━━━━━ INPUT DATA

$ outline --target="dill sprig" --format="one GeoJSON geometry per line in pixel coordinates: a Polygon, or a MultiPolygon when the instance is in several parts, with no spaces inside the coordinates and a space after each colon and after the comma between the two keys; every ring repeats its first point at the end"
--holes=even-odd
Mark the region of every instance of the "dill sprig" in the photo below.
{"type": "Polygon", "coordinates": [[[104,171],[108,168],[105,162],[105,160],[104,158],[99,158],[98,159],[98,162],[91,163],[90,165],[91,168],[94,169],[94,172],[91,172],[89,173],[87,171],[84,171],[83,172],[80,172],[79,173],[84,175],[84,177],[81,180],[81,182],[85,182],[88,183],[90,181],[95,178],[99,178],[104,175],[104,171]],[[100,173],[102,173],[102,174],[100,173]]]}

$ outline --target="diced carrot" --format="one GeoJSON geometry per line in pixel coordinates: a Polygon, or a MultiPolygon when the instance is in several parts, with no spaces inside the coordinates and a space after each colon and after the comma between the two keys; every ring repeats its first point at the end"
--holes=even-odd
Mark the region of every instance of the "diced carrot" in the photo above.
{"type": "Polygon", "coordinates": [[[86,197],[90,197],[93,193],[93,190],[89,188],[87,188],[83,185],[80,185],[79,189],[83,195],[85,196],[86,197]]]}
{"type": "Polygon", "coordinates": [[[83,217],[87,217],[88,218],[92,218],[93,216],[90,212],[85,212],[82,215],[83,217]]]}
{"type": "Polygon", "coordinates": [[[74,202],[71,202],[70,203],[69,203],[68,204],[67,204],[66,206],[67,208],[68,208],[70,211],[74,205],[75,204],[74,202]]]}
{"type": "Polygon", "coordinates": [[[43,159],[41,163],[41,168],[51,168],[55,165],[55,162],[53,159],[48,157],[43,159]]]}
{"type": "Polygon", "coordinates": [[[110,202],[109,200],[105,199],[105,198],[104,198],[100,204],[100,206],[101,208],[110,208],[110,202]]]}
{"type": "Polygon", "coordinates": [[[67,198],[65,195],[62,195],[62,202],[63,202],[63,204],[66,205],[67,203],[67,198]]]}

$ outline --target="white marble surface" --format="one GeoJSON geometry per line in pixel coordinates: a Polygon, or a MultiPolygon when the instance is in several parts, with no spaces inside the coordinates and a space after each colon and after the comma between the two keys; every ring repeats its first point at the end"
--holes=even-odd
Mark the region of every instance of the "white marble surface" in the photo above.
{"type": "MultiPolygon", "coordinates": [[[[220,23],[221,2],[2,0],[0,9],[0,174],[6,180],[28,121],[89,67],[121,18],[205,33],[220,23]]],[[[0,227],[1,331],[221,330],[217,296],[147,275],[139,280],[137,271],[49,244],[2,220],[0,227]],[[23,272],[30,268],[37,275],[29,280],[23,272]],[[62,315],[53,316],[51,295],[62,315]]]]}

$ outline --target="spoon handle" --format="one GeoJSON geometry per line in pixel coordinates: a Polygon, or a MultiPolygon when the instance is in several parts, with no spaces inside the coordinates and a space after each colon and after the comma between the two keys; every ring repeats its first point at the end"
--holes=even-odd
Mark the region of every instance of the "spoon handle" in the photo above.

━━━━━━━━━━

» DIRECTIVE:
Repeat every entry exactly as written above.

» EXERCISE RESULT:
$ outline --target="dill sprig" --format="one GeoJSON geometry per line in pixel coordinates: a Polygon, or a MultiPolygon when the instance is in several parts, with no spaces inside the coordinates and a space after each colon and after the comma between the two keys; every ring repeats its first point at the end"
--holes=even-odd
Mark the region of every instance of the "dill sprig" in the photo below.
{"type": "Polygon", "coordinates": [[[104,171],[108,168],[105,162],[105,160],[104,158],[99,158],[98,159],[98,162],[91,163],[90,165],[91,168],[94,169],[94,172],[91,172],[89,173],[87,171],[84,171],[83,172],[80,172],[79,173],[84,175],[84,177],[81,180],[81,182],[85,182],[88,183],[90,181],[95,178],[99,178],[104,175],[104,171]],[[100,173],[102,173],[102,174],[100,173]]]}

$ outline --target="diced carrot" --format="one GeoJSON geometry per line in pixel coordinates: a Polygon, or a MultiPolygon when the instance is in several parts, with no spaces inside the coordinates and a space after each colon and after the comma between the two keys; every ring repeats its first point at the end"
--holes=even-odd
Mark the region of every instance of the "diced carrot" in the photo above.
{"type": "Polygon", "coordinates": [[[86,197],[90,197],[93,193],[93,190],[89,188],[87,188],[83,185],[80,185],[79,189],[83,195],[85,196],[86,197]]]}
{"type": "Polygon", "coordinates": [[[83,217],[87,217],[88,218],[92,218],[93,216],[90,212],[85,212],[82,215],[83,217]]]}
{"type": "Polygon", "coordinates": [[[74,202],[71,202],[70,203],[69,203],[68,204],[67,204],[66,206],[67,208],[68,208],[70,211],[74,205],[75,204],[74,202]]]}
{"type": "Polygon", "coordinates": [[[43,159],[41,163],[41,168],[51,168],[55,165],[55,162],[53,159],[48,157],[43,159]]]}
{"type": "Polygon", "coordinates": [[[110,202],[109,200],[105,199],[105,198],[104,198],[100,204],[100,206],[101,208],[110,208],[110,202]]]}
{"type": "Polygon", "coordinates": [[[67,198],[65,195],[62,195],[62,202],[63,202],[63,204],[66,205],[67,203],[67,198]]]}

$ outline --target="white marble surface" --format="one GeoJSON geometry per line in pixel coordinates: a Polygon, or a MultiPolygon when the instance is in several parts, with no spaces inside the coordinates and a space after each colon and after the comma between the two keys; every ring repeats its first point at the end"
--holes=even-odd
Mark the region of every instance of the "white marble surface" in the photo above.
{"type": "MultiPolygon", "coordinates": [[[[220,23],[221,2],[2,0],[0,9],[0,174],[6,180],[28,121],[89,67],[121,18],[205,33],[220,23]]],[[[0,227],[1,331],[221,330],[217,296],[147,275],[139,280],[137,271],[49,244],[2,220],[0,227]],[[23,272],[30,268],[37,275],[29,280],[23,272]],[[62,315],[53,316],[51,295],[62,315]]]]}

$ outline --target="spoon handle" --format="one GeoJSON geometry per line in pixel coordinates: a Polygon, or a MultiPolygon when the instance is in several parts, with no spaces inside the coordinates and a space after each colon and after the comma between the two keys; every ring repeats its first point at the end"
--holes=even-odd
Mark the region of every instance of the "spoon handle" in the photo above.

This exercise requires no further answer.